■ What to do: Line by line, copy out the entries exactly and leave the pictures behind.
(Records to use)
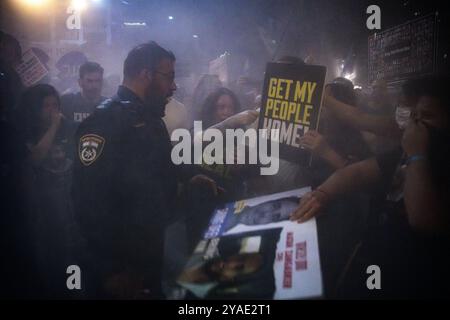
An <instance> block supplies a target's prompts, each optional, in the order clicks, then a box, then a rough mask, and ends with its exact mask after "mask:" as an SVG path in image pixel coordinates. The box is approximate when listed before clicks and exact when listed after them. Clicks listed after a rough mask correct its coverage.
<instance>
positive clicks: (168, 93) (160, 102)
mask: <svg viewBox="0 0 450 320" xmlns="http://www.w3.org/2000/svg"><path fill="white" fill-rule="evenodd" d="M174 68H175V61H173V60H171V59H167V58H164V59H161V61H160V62H159V63H158V66H157V67H156V70H154V71H153V72H152V76H151V81H150V82H149V85H148V88H147V90H146V100H147V102H149V103H150V104H152V105H155V104H156V105H158V106H165V105H166V104H167V103H168V102H169V100H170V97H171V96H173V93H174V92H175V90H176V89H177V86H176V85H175V69H174Z"/></svg>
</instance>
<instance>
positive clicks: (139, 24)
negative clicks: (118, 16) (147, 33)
mask: <svg viewBox="0 0 450 320" xmlns="http://www.w3.org/2000/svg"><path fill="white" fill-rule="evenodd" d="M123 25H124V26H127V27H145V26H147V23H146V22H124V23H123Z"/></svg>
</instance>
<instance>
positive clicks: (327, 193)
mask: <svg viewBox="0 0 450 320" xmlns="http://www.w3.org/2000/svg"><path fill="white" fill-rule="evenodd" d="M314 191H318V192H320V193H322V194H323V195H324V196H325V199H326V200H329V199H330V195H329V194H328V192H325V191H323V190H322V189H319V188H317V189H315V190H314Z"/></svg>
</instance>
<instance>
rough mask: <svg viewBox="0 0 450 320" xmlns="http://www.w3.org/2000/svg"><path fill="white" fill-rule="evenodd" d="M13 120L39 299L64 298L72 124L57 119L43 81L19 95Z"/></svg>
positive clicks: (51, 91)
mask: <svg viewBox="0 0 450 320" xmlns="http://www.w3.org/2000/svg"><path fill="white" fill-rule="evenodd" d="M15 119H16V121H17V127H18V129H19V132H20V133H21V135H22V136H23V138H24V141H25V142H26V145H27V147H28V149H29V163H30V167H31V170H30V172H31V174H30V176H29V178H28V182H27V189H28V190H29V191H28V192H27V193H28V194H27V199H28V200H29V201H30V204H31V206H30V207H31V208H32V209H31V210H32V215H31V220H32V221H31V224H32V229H33V238H34V239H35V241H34V243H35V245H36V250H35V252H36V256H37V261H38V265H39V266H38V267H39V269H40V276H41V281H42V285H43V286H44V288H45V290H43V292H45V294H44V297H59V298H60V297H64V296H65V295H64V294H67V292H68V291H67V288H66V285H65V278H66V273H65V272H66V268H67V266H68V265H69V264H70V263H69V261H68V259H69V248H70V246H71V245H72V243H71V240H73V238H72V235H73V234H72V232H73V231H74V228H75V227H74V223H73V221H74V220H73V217H72V207H71V201H70V183H71V168H72V160H71V156H72V153H73V151H72V148H73V147H72V146H73V144H72V136H73V128H72V127H71V125H70V123H69V122H68V121H65V120H64V119H63V116H62V114H61V109H60V101H59V95H58V92H57V91H56V90H55V89H54V88H53V87H52V86H50V85H46V84H39V85H36V86H33V87H30V88H28V89H27V90H26V91H25V92H24V93H23V95H22V98H21V102H20V105H19V107H18V109H17V114H16V117H15Z"/></svg>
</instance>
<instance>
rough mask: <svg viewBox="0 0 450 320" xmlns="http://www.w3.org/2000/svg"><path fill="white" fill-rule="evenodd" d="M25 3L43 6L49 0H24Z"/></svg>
mask: <svg viewBox="0 0 450 320" xmlns="http://www.w3.org/2000/svg"><path fill="white" fill-rule="evenodd" d="M22 2H23V3H25V4H26V5H30V6H41V5H43V4H45V3H46V2H47V0H23V1H22Z"/></svg>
(End Records to use)
■ Completed task:
An <instance> block supplies a target's prompts, each optional, in the order clicks, then a box, then a rough mask, and ends with its exact mask after "mask:" as an SVG path in image pixel coordinates. The box is approximate when listed before clicks and exact when listed after them. Clicks listed after a rough mask correct its coverage.
<instance>
positive clicks: (168, 93) (160, 102)
mask: <svg viewBox="0 0 450 320" xmlns="http://www.w3.org/2000/svg"><path fill="white" fill-rule="evenodd" d="M174 68H175V61H173V60H171V59H167V58H164V59H161V61H160V62H159V63H158V66H157V67H156V70H154V71H153V72H152V76H151V81H150V82H149V85H148V88H147V90H146V100H147V102H149V103H150V104H152V105H155V104H156V105H158V106H165V105H166V104H167V103H168V102H169V100H170V97H171V96H173V93H174V92H175V90H176V89H177V86H176V85H175V69H174Z"/></svg>
</instance>
<instance>
positive clicks: (139, 24)
negative clicks: (118, 16) (147, 33)
mask: <svg viewBox="0 0 450 320" xmlns="http://www.w3.org/2000/svg"><path fill="white" fill-rule="evenodd" d="M123 25H124V26H127V27H145V26H147V23H146V22H124V23H123Z"/></svg>
</instance>
<instance>
positive clicks: (327, 193)
mask: <svg viewBox="0 0 450 320" xmlns="http://www.w3.org/2000/svg"><path fill="white" fill-rule="evenodd" d="M314 191H318V192H320V193H322V194H323V195H324V196H325V199H326V200H329V199H330V195H329V194H328V192H325V191H323V190H322V189H319V188H317V189H315V190H314Z"/></svg>
</instance>
<instance>
rough mask: <svg viewBox="0 0 450 320" xmlns="http://www.w3.org/2000/svg"><path fill="white" fill-rule="evenodd" d="M13 120L39 299L64 298L72 124L57 119L43 81L19 95Z"/></svg>
positive clicks: (51, 91)
mask: <svg viewBox="0 0 450 320" xmlns="http://www.w3.org/2000/svg"><path fill="white" fill-rule="evenodd" d="M15 119H16V121H17V127H18V129H19V132H20V133H21V135H22V136H23V138H24V141H25V142H26V145H27V147H28V149H29V163H30V167H31V170H30V172H31V174H30V176H29V178H28V182H27V189H28V190H29V191H28V192H27V193H28V194H27V199H28V200H29V201H30V204H31V206H30V207H31V208H32V209H31V210H32V215H31V220H32V221H31V224H32V229H33V238H34V239H35V241H34V243H35V245H36V250H35V252H36V256H37V261H38V265H39V266H38V267H39V269H40V276H41V281H42V285H43V286H44V288H45V290H43V292H45V294H44V297H59V298H60V297H64V296H65V295H64V294H67V292H68V291H67V288H66V285H65V278H66V273H65V272H66V268H67V266H68V265H69V264H70V263H69V261H68V259H69V248H70V246H71V245H72V243H71V240H73V238H72V235H73V234H72V232H73V231H74V228H75V227H74V223H73V221H74V220H73V217H72V207H71V201H70V183H71V168H72V160H71V156H72V153H73V151H72V148H73V147H72V146H73V144H72V136H73V128H72V127H71V125H70V123H69V122H68V121H65V120H64V119H63V116H62V114H61V109H60V101H59V95H58V92H57V91H56V90H55V89H54V88H53V87H52V86H50V85H46V84H39V85H36V86H33V87H30V88H28V89H27V90H26V91H25V92H24V93H23V95H22V98H21V102H20V105H19V107H18V109H17V114H16V117H15Z"/></svg>
</instance>
<instance>
rough mask: <svg viewBox="0 0 450 320" xmlns="http://www.w3.org/2000/svg"><path fill="white" fill-rule="evenodd" d="M25 3L43 6L49 0H24Z"/></svg>
mask: <svg viewBox="0 0 450 320" xmlns="http://www.w3.org/2000/svg"><path fill="white" fill-rule="evenodd" d="M22 2H23V3H25V4H26V5H30V6H41V5H43V4H45V3H46V2H47V0H23V1H22Z"/></svg>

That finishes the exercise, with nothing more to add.